— begin —

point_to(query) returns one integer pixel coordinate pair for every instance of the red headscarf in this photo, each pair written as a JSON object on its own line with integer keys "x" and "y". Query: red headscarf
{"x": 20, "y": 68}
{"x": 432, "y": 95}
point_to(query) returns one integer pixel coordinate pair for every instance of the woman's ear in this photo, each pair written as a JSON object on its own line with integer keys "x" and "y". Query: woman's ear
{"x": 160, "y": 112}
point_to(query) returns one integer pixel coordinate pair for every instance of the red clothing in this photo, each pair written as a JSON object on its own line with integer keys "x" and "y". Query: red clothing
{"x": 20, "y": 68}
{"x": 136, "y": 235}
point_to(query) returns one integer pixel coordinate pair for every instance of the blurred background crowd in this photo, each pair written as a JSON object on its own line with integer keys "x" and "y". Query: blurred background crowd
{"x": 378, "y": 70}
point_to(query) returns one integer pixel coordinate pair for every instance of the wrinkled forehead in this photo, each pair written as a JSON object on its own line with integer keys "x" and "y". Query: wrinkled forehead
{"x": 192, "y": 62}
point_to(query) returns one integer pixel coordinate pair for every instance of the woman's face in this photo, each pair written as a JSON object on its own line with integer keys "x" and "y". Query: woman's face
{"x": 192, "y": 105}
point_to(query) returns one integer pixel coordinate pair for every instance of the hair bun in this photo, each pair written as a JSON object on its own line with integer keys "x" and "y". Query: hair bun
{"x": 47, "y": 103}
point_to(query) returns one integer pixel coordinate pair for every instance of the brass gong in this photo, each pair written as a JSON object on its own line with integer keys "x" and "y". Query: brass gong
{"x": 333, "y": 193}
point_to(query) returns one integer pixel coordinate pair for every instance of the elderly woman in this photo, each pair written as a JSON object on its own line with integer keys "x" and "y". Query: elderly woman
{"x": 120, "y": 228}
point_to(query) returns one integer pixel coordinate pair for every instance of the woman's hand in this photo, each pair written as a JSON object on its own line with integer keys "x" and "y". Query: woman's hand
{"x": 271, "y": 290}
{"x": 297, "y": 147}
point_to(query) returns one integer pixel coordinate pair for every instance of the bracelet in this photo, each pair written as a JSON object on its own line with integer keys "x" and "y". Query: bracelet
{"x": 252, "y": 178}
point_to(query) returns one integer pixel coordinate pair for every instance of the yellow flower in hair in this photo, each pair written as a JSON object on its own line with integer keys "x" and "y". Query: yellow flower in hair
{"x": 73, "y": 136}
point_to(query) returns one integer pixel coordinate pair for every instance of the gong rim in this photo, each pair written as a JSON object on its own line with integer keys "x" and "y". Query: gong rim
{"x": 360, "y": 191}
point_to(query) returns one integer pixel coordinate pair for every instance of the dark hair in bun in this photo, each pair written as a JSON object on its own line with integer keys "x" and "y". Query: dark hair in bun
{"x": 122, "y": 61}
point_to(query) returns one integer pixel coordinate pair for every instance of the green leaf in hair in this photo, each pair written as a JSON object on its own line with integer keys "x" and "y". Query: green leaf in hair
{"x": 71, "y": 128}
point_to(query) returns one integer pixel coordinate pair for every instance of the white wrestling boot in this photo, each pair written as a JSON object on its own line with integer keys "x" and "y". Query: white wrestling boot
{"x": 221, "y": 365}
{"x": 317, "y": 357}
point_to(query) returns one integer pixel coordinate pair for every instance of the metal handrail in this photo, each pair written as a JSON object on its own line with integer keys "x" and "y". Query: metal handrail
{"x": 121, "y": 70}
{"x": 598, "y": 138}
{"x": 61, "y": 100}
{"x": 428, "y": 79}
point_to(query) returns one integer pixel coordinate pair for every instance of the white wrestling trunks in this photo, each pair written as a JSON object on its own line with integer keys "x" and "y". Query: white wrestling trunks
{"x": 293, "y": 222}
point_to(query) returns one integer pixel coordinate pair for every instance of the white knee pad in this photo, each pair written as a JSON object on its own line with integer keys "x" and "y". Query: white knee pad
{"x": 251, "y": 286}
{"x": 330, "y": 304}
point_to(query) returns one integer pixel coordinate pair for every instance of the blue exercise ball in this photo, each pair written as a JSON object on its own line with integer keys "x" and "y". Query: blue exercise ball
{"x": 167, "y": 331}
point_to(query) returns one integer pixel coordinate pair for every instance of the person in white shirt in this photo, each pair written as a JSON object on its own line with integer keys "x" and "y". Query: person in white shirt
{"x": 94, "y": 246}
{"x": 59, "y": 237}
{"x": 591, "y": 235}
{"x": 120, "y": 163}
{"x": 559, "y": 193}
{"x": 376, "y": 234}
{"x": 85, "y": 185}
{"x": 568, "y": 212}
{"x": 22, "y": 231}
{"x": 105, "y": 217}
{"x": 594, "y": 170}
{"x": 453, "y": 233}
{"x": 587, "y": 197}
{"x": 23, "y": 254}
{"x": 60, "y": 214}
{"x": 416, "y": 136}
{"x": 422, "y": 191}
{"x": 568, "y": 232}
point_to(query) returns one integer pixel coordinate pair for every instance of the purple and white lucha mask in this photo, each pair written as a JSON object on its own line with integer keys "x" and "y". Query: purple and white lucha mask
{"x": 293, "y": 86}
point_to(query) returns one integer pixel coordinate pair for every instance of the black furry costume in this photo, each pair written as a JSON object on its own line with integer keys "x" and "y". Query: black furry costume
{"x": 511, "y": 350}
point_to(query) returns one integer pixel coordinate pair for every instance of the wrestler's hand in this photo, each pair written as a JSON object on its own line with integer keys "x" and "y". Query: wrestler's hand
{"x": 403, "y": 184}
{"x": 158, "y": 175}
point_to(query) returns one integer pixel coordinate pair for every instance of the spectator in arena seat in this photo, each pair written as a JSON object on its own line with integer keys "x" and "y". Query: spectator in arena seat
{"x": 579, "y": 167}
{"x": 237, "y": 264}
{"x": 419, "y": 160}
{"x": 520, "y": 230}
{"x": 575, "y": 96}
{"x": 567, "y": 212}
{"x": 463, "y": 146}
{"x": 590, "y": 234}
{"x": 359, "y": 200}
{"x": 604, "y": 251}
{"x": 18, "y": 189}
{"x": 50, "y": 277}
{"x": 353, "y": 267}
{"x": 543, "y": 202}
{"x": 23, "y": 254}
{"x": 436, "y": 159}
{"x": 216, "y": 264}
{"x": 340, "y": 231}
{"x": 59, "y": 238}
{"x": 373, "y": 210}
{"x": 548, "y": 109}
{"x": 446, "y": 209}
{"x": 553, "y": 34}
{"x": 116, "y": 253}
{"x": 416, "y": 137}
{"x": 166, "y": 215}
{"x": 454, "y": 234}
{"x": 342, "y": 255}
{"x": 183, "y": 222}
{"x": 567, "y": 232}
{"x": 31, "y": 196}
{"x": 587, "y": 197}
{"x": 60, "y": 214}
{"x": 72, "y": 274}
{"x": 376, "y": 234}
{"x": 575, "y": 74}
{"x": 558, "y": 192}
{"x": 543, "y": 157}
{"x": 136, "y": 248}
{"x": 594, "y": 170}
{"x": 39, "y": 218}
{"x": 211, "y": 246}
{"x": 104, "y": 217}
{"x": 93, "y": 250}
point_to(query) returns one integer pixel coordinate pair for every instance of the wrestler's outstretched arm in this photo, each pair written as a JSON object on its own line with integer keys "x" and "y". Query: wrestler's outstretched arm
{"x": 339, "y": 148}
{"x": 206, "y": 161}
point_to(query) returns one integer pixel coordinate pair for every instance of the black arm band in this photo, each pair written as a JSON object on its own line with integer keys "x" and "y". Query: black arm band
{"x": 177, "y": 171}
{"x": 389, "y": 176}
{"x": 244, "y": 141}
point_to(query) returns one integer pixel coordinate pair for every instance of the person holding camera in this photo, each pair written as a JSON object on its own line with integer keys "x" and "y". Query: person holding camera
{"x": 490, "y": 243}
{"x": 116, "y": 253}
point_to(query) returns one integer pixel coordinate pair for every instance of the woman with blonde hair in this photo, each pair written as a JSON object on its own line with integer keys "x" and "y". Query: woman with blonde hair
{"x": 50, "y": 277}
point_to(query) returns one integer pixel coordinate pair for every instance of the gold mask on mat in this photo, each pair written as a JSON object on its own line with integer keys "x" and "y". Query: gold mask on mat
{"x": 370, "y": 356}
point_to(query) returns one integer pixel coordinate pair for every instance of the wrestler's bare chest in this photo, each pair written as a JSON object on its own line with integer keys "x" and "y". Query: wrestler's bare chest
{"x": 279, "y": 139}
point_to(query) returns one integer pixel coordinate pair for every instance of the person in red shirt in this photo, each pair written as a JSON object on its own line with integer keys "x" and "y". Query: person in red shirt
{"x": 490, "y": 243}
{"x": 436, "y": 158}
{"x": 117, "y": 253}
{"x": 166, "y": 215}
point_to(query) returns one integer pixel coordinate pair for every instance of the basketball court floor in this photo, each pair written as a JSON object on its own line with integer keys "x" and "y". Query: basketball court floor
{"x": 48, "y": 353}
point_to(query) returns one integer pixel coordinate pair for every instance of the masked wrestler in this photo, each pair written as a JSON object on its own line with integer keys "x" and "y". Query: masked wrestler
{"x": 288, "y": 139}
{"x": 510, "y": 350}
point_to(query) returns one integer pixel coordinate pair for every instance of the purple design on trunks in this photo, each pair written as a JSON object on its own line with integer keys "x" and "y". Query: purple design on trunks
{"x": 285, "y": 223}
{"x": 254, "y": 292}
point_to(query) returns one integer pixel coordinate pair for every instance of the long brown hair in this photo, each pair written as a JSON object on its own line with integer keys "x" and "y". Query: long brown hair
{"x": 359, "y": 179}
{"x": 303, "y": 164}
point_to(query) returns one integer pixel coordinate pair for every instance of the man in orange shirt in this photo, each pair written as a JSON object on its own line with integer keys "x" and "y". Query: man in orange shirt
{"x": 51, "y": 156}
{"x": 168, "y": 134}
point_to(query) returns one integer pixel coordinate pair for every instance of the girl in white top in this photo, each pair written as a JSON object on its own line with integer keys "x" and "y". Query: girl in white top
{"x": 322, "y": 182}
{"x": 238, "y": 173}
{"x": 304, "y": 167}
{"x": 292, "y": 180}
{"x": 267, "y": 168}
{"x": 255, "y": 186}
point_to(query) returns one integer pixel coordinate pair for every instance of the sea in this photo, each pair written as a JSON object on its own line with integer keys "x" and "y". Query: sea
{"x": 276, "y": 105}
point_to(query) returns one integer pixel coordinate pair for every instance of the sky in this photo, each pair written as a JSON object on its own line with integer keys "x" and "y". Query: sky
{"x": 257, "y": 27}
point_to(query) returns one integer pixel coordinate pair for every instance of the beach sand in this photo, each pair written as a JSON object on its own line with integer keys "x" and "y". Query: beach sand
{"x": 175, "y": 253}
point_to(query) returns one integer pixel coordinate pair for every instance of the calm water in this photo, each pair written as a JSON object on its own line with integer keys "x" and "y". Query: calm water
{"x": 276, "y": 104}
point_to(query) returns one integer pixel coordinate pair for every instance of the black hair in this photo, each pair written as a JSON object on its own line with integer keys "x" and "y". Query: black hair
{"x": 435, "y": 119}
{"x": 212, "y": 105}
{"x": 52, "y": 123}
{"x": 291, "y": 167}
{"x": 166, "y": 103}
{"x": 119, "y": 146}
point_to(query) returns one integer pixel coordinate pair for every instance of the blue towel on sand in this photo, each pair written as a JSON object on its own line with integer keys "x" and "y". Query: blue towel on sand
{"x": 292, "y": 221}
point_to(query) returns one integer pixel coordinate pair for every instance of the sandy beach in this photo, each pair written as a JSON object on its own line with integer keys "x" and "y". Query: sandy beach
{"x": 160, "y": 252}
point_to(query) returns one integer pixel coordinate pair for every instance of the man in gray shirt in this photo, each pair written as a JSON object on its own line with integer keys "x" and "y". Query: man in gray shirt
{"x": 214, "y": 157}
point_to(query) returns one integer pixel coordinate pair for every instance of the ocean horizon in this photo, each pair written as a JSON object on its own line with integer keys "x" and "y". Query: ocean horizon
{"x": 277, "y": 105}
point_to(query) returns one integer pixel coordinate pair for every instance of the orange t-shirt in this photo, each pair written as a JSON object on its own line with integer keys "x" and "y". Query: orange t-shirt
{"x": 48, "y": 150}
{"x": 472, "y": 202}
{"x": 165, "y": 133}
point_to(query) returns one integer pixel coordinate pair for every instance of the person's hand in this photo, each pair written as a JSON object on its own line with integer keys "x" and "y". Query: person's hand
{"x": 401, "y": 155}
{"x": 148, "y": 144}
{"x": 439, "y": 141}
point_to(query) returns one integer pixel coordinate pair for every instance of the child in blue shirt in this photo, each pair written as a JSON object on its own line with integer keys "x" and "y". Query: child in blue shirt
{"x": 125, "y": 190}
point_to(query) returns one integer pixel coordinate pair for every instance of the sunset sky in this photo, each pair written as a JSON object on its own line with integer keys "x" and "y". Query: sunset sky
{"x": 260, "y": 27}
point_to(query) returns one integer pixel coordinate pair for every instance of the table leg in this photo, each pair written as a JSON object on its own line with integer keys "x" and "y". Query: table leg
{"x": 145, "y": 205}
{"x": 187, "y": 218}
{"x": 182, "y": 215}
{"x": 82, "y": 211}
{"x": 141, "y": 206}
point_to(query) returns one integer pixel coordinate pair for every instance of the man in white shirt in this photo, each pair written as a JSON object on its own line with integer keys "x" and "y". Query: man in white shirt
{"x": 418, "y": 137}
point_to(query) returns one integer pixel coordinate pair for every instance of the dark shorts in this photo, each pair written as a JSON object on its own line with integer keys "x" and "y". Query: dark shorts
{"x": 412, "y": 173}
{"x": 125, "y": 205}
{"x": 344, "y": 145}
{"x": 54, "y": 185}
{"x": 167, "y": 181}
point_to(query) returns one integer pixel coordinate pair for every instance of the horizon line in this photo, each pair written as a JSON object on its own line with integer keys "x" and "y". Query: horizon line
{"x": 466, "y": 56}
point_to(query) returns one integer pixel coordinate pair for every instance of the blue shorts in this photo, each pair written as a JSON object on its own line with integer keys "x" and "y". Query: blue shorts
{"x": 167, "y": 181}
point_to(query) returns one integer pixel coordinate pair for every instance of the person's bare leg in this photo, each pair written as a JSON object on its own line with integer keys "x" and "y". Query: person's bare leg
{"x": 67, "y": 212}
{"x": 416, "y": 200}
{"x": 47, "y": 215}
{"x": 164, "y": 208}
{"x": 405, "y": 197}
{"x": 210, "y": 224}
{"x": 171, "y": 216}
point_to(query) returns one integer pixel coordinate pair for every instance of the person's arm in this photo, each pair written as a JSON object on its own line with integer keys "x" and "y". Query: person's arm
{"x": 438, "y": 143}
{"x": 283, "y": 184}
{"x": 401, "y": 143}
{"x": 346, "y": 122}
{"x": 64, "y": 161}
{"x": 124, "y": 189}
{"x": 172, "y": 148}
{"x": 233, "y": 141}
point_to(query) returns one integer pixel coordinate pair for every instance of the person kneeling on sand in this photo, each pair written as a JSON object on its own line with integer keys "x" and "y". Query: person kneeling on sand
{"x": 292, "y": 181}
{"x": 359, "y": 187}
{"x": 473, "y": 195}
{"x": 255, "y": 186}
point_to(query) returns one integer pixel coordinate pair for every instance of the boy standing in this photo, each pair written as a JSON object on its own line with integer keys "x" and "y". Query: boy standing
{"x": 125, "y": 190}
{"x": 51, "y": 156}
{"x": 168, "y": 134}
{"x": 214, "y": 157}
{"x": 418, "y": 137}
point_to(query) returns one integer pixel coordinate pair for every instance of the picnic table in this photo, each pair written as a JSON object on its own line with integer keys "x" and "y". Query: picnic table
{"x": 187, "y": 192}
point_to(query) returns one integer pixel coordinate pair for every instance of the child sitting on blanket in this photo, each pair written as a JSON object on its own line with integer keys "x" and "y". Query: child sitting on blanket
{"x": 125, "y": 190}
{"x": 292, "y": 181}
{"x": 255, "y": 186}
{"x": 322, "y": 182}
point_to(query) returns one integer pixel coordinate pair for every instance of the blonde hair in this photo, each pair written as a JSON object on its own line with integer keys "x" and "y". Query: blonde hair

— end —

> [WRITTEN TASK]:
Copy exactly the lines from the one containing "Query: boy standing" through the last line of the records, both included, and nothing else.

> [RESPONSE FOR THIS EXERCISE]:
point_to(query) returns one integer pixel coordinate pair for every instance of the boy standing in this photo, each pair written as a JSON object on its own line with integer keys "x" and "y". Query: boy standing
{"x": 125, "y": 190}
{"x": 51, "y": 156}
{"x": 168, "y": 134}
{"x": 214, "y": 157}
{"x": 418, "y": 137}
point_to(query) returns one integer pixel coordinate pair for every instance of the picnic table in this photo, each pair written as a JSON object on its own line with integer keys "x" and "y". Query: picnic table
{"x": 187, "y": 192}
point_to(query) returns one integer pixel coordinate pair for every instance of the child sitting on blanket in this photo, each pair written as a JSON object on its own line with integer keys "x" and "y". Query: child sitting on blanket
{"x": 125, "y": 190}
{"x": 292, "y": 181}
{"x": 255, "y": 186}
{"x": 322, "y": 182}
point_to(query) returns one integer pixel coordinate pair for every instance of the blonde hair in this photo, each pair written as a JSON object on its own line with integer keys "x" and "y". Query: blonde hair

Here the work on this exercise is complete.